> **Your task**:
Count the lines in the entries below that contain the word "white", with case counting, and reply with only that number.

Position identification records
□ □ □ □ □ □ □

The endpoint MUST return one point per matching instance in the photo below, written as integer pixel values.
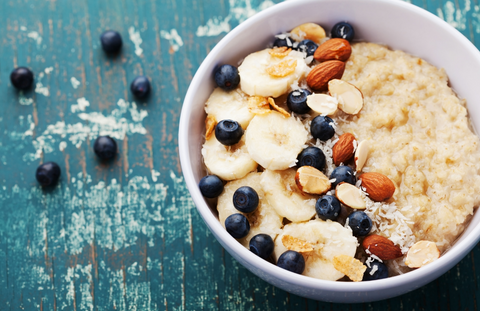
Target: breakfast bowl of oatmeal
(330, 147)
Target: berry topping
(375, 271)
(360, 223)
(237, 225)
(292, 261)
(342, 174)
(262, 245)
(343, 30)
(226, 77)
(211, 186)
(307, 46)
(312, 156)
(297, 101)
(228, 132)
(47, 174)
(328, 207)
(140, 86)
(105, 147)
(322, 128)
(245, 199)
(111, 41)
(21, 78)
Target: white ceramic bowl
(399, 25)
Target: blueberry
(322, 128)
(292, 261)
(105, 147)
(343, 30)
(21, 78)
(380, 271)
(211, 186)
(328, 207)
(111, 41)
(312, 156)
(262, 245)
(360, 223)
(140, 86)
(228, 132)
(237, 225)
(343, 174)
(307, 46)
(48, 173)
(297, 101)
(227, 77)
(245, 199)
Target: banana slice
(231, 105)
(263, 220)
(255, 79)
(227, 162)
(275, 141)
(284, 196)
(327, 238)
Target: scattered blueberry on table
(228, 132)
(211, 186)
(111, 41)
(292, 261)
(48, 174)
(227, 77)
(262, 245)
(312, 156)
(297, 101)
(237, 225)
(140, 87)
(105, 147)
(360, 223)
(21, 78)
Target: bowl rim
(449, 258)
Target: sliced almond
(421, 253)
(322, 103)
(361, 154)
(350, 195)
(311, 180)
(350, 98)
(309, 31)
(351, 267)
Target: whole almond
(318, 78)
(344, 149)
(378, 186)
(333, 49)
(381, 247)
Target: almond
(311, 180)
(333, 49)
(421, 253)
(318, 78)
(344, 149)
(381, 247)
(378, 186)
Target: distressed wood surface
(126, 235)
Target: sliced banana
(327, 238)
(263, 220)
(255, 79)
(275, 141)
(231, 105)
(284, 196)
(227, 162)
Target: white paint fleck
(82, 103)
(136, 39)
(240, 10)
(75, 83)
(173, 38)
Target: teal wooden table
(125, 235)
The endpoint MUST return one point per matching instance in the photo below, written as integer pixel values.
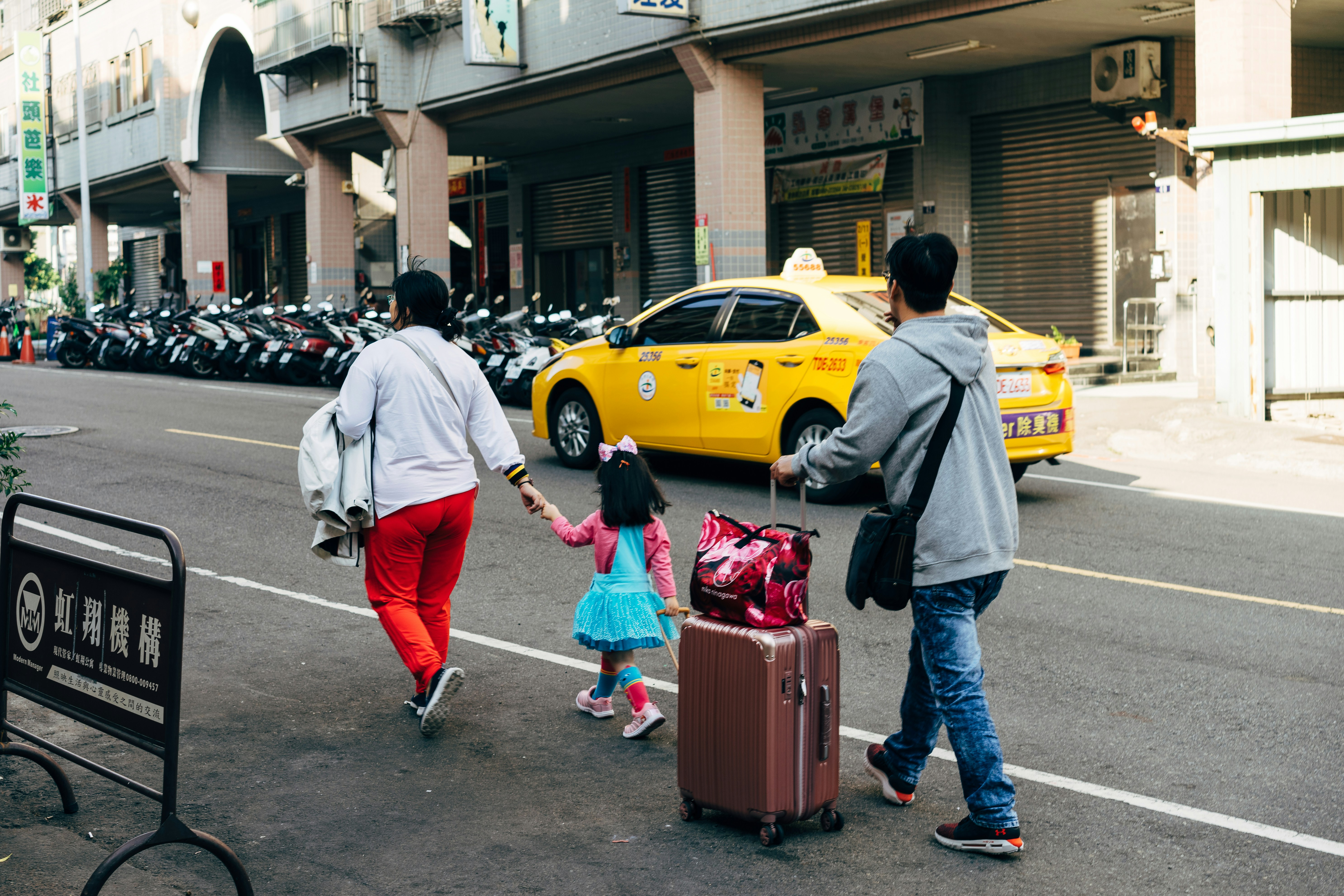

□ □ □ □ □ □ □

> **Written reply**:
2